* [WHAT IS NEEDED] Starting at the line that contains "[pin] blue sky -- one per line" and ending at the last line of the material, write out those lines again with every coordinate multiplied by 1.95 and rounded to a whole number, with halves rounded up. Leave the pictures out of your answer.

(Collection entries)
__________
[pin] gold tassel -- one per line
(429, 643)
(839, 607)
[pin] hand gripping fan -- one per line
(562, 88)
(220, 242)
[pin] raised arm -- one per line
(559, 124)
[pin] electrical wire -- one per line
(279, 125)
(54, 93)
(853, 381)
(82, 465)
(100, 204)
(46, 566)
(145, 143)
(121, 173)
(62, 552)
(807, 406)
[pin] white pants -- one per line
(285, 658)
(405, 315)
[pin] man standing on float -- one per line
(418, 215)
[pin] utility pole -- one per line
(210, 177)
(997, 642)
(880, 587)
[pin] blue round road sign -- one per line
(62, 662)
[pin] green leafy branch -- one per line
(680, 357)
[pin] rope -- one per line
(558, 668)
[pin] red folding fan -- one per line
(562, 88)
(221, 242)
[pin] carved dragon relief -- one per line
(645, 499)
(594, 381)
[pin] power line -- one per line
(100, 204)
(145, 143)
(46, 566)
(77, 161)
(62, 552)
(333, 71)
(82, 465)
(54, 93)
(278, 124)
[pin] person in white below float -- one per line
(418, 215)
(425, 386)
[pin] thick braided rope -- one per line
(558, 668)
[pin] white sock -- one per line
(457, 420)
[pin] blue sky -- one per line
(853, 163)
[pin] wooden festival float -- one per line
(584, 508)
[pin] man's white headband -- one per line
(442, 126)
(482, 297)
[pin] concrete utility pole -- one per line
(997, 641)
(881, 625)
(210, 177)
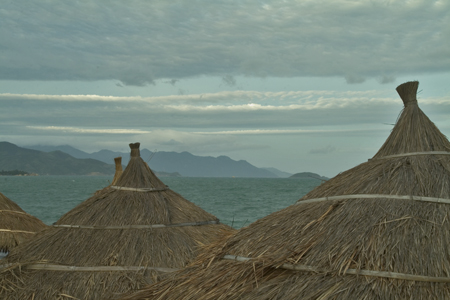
__________
* [FINISHED EXERCISE]
[pin] blue sky -- one per line
(1663, 318)
[pin] wooden festival float -- one per line
(1139, 991)
[pin] man's white headband -- one per line
(862, 246)
(940, 579)
[pin] concrete utility pole -- one per line
(1944, 1250)
(1718, 1219)
(410, 345)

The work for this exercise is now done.